» DIRECTIVE 1
Answer the following questions using the post on randomization.
(a) In what year does the post say compressive sensing began?
(b) Which law does the post name as the hardware-based advance that allows parameters of larger neural networks to be computed on desktop computers?
(c) What name did several people give to the field of randomization in linear algebra?

» TEXT SHOWN
Sunday, December 15, 2013

Sunday Morning Insight: Randomization is not a dirty word

From [8]

The recent announcement of Yann LeCun's appointment as a director of the new Artificial Intelligence Lab at Facebook and Geoff Hinton's move with Google sends a pretty clear signal that neural networks are OK and that the time has come for 'AI for images' i.e. image understanding. Beyond the cleverness of the algorithms developed by those two researchers and their collaborators, lies several technical prowesses. One of the most important one is hardware based:  Moore's Law, one of the steamrollers (Predicting the Future: The Steamrollers) that now allows the computation of parameters from larger neural networks with desktop computers.

Parallel to these developments (highlighted in Predicting the Future: Randomness and Parsimony), is the mathematics behind the study of high dimensional objects, a field that has really taken off since compressive sensing back in 2004. In fact, mathematically speaking, the ball got really rolling with Johnson and Lindenstrauss back in 1984. With these results, randomization suddenly became something of a wonder tool. In linear algebra and attendant fields, its use is only starting to get noticed (see the recent Slowly but surely they'll join our side of the Force... ). In fact, several folks decided to give a word to this field: Randomized Numerical Linear Algebra (RandNLA) -Most blog entries on the subject are under the RandNLA tag)- 

All is well and peachy keen but how is randomization connected to the nonlinear world of deep learning and neural networks ?

» MATERIAL SHOWN
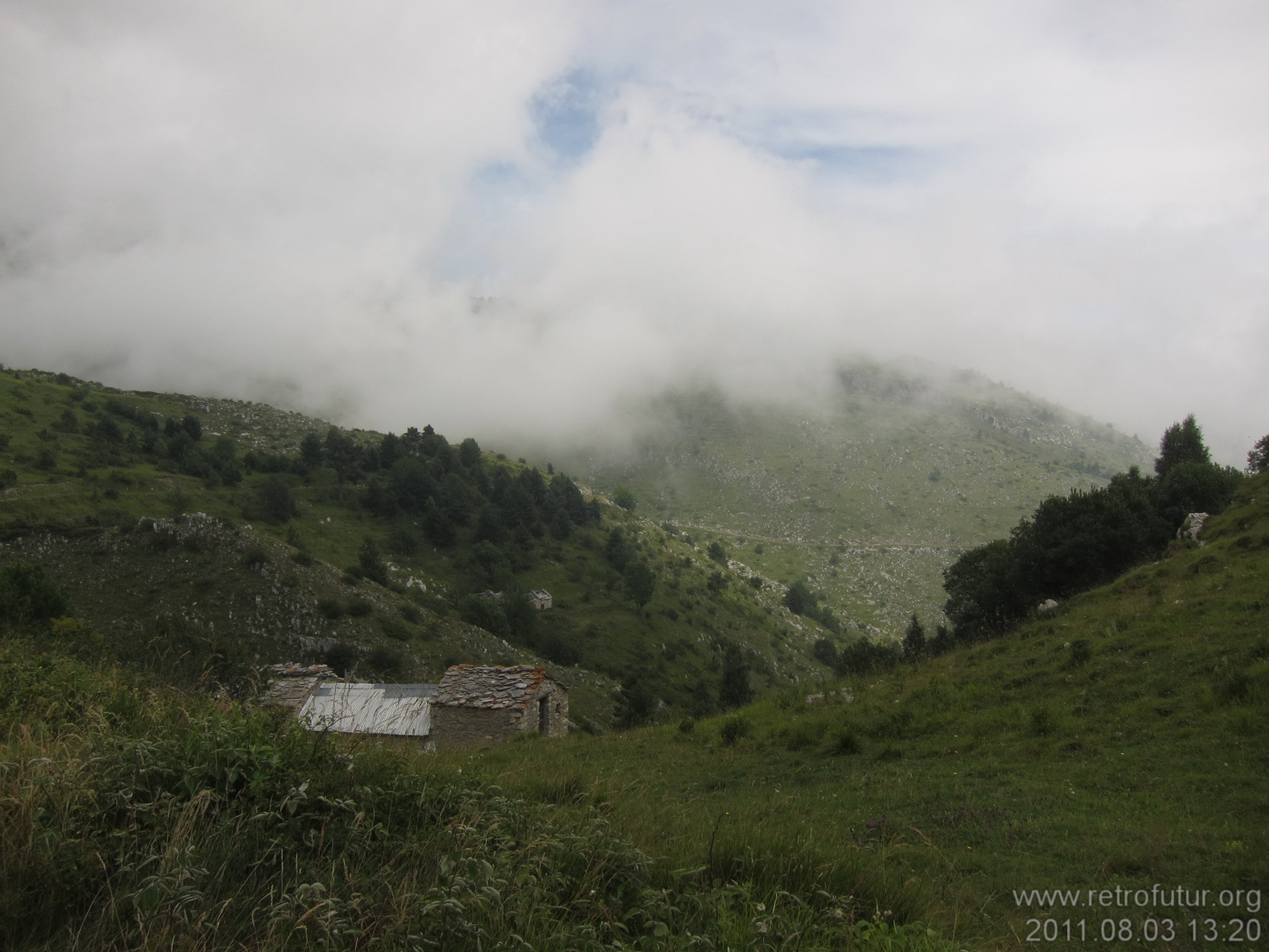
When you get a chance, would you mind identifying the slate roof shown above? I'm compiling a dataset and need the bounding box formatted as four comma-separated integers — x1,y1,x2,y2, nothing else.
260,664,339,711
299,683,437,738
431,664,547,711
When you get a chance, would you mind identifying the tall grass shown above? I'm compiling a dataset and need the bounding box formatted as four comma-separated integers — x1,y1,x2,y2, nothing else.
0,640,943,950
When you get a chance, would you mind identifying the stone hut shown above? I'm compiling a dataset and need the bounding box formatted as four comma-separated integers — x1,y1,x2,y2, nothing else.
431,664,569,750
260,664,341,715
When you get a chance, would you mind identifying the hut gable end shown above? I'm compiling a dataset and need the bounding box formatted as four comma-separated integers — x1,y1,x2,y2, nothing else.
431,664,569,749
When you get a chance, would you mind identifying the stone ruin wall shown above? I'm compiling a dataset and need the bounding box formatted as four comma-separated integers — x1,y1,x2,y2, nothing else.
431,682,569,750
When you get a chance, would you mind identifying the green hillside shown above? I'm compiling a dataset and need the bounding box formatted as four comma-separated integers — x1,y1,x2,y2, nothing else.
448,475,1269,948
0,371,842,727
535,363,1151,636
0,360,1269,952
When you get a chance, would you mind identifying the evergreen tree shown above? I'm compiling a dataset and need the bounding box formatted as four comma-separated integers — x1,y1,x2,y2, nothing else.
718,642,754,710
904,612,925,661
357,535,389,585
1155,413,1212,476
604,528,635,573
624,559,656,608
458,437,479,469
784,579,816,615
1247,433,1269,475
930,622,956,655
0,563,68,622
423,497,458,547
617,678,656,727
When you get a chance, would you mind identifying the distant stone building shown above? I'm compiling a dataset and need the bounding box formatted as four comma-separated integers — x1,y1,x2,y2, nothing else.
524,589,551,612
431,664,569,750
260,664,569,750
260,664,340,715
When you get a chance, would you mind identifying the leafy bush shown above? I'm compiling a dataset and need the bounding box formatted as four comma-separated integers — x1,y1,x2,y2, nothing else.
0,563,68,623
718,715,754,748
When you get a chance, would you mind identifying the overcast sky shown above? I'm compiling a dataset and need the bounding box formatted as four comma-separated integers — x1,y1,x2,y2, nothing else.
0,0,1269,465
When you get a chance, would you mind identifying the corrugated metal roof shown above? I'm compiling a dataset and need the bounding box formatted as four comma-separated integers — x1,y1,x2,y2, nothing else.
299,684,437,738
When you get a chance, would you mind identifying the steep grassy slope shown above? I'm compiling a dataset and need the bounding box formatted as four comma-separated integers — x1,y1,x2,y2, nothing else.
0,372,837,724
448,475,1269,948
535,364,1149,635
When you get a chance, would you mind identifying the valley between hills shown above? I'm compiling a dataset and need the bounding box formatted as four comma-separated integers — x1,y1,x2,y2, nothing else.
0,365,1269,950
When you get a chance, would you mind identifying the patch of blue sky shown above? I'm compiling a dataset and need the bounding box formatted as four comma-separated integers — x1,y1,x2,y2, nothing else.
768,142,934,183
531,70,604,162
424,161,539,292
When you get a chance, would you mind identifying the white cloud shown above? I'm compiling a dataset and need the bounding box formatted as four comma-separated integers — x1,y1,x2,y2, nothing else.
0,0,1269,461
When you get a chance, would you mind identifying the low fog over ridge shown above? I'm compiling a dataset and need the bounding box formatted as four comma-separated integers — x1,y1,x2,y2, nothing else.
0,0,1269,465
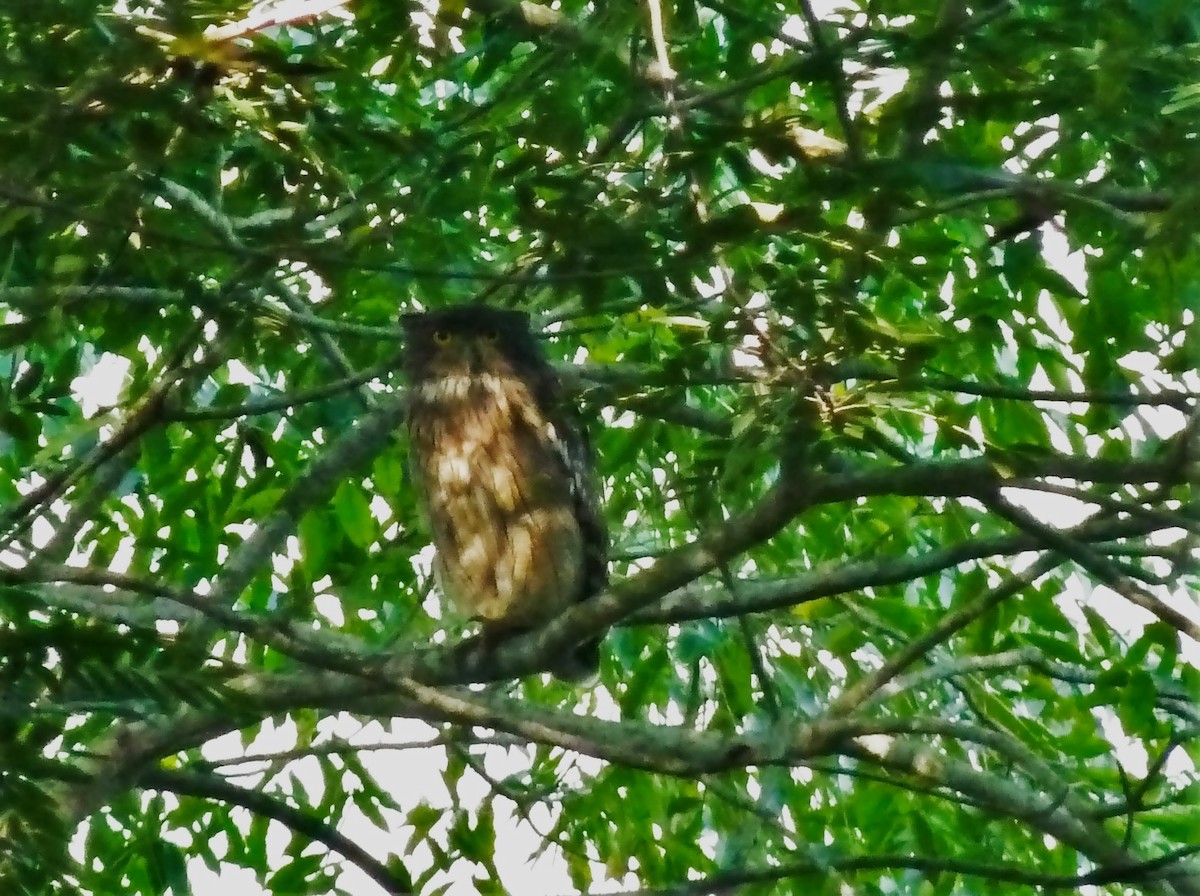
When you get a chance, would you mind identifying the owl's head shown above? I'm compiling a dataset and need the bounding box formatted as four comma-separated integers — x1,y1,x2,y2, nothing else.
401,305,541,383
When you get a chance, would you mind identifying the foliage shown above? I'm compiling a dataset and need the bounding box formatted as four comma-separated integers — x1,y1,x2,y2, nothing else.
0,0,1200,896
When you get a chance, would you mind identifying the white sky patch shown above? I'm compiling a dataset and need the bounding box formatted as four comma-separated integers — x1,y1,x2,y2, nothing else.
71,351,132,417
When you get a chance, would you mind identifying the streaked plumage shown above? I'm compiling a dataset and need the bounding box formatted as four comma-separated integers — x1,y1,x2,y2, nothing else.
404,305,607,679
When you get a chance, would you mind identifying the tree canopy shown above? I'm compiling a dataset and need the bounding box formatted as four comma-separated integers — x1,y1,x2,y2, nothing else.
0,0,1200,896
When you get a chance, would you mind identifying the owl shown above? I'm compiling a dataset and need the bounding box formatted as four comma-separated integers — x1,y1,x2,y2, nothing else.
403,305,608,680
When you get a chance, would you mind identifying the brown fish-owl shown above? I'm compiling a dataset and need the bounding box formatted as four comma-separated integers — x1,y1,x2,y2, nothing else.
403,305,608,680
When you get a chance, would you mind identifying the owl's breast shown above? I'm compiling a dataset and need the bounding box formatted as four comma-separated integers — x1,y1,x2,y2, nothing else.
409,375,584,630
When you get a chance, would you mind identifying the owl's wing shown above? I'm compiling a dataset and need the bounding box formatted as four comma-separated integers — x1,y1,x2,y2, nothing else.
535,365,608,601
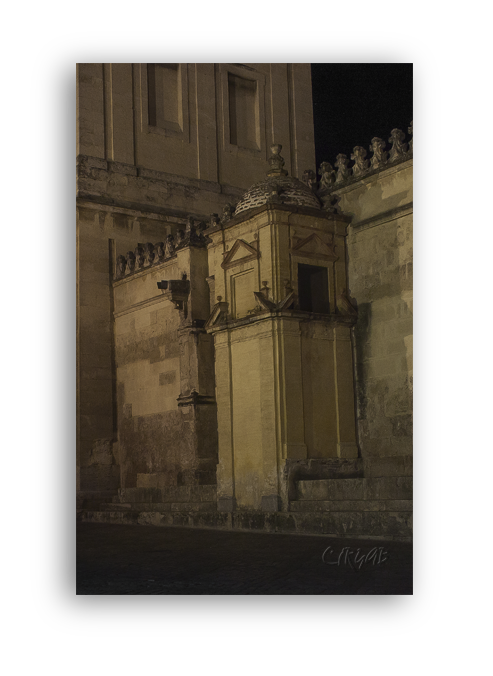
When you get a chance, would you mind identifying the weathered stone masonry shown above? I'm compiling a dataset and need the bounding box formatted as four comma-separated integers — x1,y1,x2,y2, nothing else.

» DIRECTIVE 2
Reproduce the records verbatim, starting at the line that contains "When you get a chance, would you mind identifying the brown" and ending at the last line of the records, inclusive. Omit any pictures from your reproduction.

» FULL ANSWER 1
(a) 2004
(b) Moore's Law
(c) Randomized Numerical Linear Algebra (RandNLA)

» FULL ANSWER 2
When you get a chance, would you mind identifying the brown fish-owl shown above? I'm compiling a dataset and need the bounding box formatted as four comma-separated integers — x1,y1,x2,y2, nothing else.
403,305,608,680
When you get a chance, would you mind identifying the owl's breast shown above? I'm compiling a dataset and need the bounding box formatted as four comma-separated integers — x1,y1,x2,y2, nothing else.
409,375,584,630
When you get a chance, would you mind identifying the owl's wing shown above? I'm compiling a dataset and need the bounding box formatted as four comma-separated integers — x1,y1,x2,y2, nothing else.
535,365,608,601
When you get a chance, would you mind identifying the weathered stone masonry shown above? I'm compiling a dataset and need the bounding box formatted as four comma-separated integers — x1,y1,x2,y2, nothing else.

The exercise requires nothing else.